TASK DETAILS: Only lines containing the string "wooden" belong in the answer; find them in the records and copy them.

Point-per-instance localization data
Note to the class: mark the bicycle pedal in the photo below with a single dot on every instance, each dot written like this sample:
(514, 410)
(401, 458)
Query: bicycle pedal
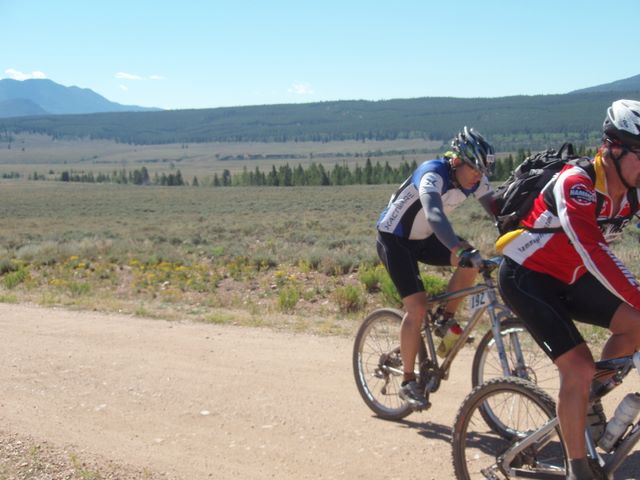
(418, 408)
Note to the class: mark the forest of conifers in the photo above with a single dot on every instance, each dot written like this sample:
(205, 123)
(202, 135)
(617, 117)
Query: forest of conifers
(510, 122)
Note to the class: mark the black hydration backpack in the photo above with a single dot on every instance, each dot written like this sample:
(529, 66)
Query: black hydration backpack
(515, 197)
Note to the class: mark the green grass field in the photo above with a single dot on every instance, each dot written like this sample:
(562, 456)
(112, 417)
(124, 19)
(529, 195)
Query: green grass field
(299, 257)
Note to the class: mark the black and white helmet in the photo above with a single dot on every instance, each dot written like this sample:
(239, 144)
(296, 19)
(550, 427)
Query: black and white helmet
(622, 123)
(474, 150)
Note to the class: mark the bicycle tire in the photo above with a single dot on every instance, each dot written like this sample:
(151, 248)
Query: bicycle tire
(377, 365)
(539, 369)
(476, 446)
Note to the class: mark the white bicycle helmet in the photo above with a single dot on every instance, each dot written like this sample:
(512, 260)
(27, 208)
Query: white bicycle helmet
(474, 150)
(622, 123)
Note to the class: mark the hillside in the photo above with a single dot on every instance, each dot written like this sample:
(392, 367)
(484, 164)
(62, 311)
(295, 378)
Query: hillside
(624, 85)
(521, 120)
(41, 96)
(516, 121)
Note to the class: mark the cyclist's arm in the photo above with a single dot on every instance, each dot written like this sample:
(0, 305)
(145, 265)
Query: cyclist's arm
(431, 186)
(575, 199)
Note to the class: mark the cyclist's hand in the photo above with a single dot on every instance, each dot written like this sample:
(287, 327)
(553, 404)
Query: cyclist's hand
(470, 258)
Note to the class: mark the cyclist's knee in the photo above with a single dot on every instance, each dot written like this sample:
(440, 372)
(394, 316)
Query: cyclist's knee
(415, 307)
(576, 368)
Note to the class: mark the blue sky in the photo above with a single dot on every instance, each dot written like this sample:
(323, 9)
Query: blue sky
(203, 54)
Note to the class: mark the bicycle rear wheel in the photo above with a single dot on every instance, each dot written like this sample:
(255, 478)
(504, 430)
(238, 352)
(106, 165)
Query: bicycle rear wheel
(522, 408)
(377, 365)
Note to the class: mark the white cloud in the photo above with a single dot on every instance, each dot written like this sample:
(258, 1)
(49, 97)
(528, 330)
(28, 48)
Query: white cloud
(301, 89)
(127, 76)
(17, 75)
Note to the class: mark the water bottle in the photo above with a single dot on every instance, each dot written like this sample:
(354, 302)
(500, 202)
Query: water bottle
(448, 340)
(624, 416)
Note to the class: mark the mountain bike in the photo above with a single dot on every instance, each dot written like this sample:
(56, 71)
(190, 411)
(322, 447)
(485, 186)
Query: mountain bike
(506, 349)
(530, 444)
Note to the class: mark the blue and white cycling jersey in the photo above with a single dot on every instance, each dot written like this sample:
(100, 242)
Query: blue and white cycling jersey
(405, 215)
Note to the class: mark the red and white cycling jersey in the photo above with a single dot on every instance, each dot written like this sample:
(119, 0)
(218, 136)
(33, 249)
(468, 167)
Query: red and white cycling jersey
(580, 245)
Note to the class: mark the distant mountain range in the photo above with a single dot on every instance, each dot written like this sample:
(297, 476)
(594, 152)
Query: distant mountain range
(520, 121)
(45, 97)
(624, 85)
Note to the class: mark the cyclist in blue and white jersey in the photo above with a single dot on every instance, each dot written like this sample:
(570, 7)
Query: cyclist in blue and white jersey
(414, 228)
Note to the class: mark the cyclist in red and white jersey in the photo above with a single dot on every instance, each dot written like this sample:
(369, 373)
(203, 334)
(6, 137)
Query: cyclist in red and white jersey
(559, 267)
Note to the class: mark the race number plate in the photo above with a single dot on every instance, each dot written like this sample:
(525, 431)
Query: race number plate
(477, 301)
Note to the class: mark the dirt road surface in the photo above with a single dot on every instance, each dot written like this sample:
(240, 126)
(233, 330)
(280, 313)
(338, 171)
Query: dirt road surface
(157, 399)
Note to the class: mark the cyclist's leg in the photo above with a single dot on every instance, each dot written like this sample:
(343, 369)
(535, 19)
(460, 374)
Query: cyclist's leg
(415, 307)
(576, 368)
(625, 332)
(399, 258)
(546, 305)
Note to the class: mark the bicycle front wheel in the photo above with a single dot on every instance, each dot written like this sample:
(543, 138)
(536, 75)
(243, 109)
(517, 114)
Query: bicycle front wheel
(522, 408)
(377, 365)
(525, 358)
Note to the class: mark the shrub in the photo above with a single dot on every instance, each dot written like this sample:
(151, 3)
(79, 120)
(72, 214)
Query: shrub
(13, 279)
(389, 291)
(370, 276)
(7, 266)
(288, 298)
(433, 285)
(349, 298)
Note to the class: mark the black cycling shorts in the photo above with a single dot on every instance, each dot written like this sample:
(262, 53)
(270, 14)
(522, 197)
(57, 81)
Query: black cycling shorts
(549, 306)
(401, 256)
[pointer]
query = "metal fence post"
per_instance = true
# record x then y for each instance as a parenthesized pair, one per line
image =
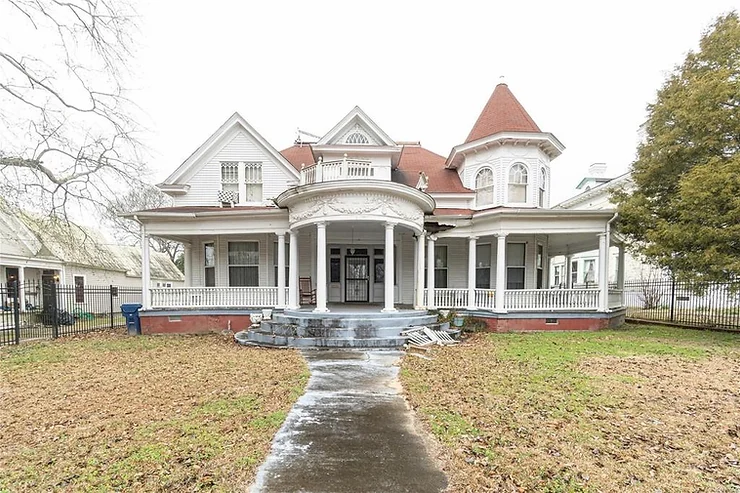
(16, 311)
(111, 305)
(673, 294)
(54, 310)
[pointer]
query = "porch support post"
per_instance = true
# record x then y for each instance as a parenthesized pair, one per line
(419, 271)
(321, 267)
(472, 242)
(389, 268)
(294, 272)
(21, 288)
(500, 272)
(603, 273)
(281, 270)
(430, 272)
(145, 269)
(188, 261)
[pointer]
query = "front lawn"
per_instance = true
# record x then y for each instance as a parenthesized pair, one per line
(111, 412)
(641, 409)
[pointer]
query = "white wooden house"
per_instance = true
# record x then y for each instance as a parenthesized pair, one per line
(374, 222)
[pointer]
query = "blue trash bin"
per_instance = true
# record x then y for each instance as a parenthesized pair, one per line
(131, 314)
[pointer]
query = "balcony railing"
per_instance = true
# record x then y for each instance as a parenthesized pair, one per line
(343, 169)
(221, 297)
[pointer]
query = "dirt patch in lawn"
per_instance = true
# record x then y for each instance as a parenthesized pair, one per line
(635, 410)
(111, 412)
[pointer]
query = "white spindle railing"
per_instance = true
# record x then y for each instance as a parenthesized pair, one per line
(551, 299)
(220, 297)
(616, 298)
(485, 299)
(343, 169)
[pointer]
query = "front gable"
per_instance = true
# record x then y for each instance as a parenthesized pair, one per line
(356, 128)
(198, 180)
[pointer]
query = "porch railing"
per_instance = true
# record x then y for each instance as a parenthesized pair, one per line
(551, 299)
(343, 169)
(220, 297)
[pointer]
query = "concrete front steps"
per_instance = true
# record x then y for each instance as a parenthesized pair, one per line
(305, 329)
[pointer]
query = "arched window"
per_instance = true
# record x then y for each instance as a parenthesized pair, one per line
(518, 183)
(484, 187)
(357, 138)
(543, 187)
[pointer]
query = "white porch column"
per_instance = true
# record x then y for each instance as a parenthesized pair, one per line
(293, 301)
(472, 242)
(419, 271)
(21, 287)
(389, 268)
(500, 272)
(603, 272)
(281, 270)
(145, 269)
(321, 267)
(430, 271)
(187, 256)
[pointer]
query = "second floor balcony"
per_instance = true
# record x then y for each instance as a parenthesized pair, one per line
(343, 169)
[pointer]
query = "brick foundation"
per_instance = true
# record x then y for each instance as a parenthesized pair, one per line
(540, 324)
(192, 324)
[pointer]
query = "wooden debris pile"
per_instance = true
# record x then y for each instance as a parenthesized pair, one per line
(421, 339)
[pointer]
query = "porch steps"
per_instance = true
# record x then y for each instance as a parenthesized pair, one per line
(338, 330)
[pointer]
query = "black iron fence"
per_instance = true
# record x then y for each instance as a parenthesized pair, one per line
(713, 305)
(32, 310)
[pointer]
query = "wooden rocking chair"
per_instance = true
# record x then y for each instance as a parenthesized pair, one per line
(307, 293)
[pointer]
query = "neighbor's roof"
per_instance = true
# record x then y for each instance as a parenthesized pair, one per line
(79, 245)
(502, 113)
(415, 159)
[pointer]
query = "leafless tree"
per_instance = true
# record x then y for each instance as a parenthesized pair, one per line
(127, 231)
(68, 131)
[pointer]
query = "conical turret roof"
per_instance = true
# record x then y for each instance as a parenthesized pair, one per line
(502, 113)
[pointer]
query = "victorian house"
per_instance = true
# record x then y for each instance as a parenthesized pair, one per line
(357, 219)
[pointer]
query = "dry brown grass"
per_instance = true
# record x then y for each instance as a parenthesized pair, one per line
(110, 412)
(642, 409)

PROBLEM SOLUTION:
query = "white wooden house"
query = "wooden debris pile"
query = "wooden rocking chair"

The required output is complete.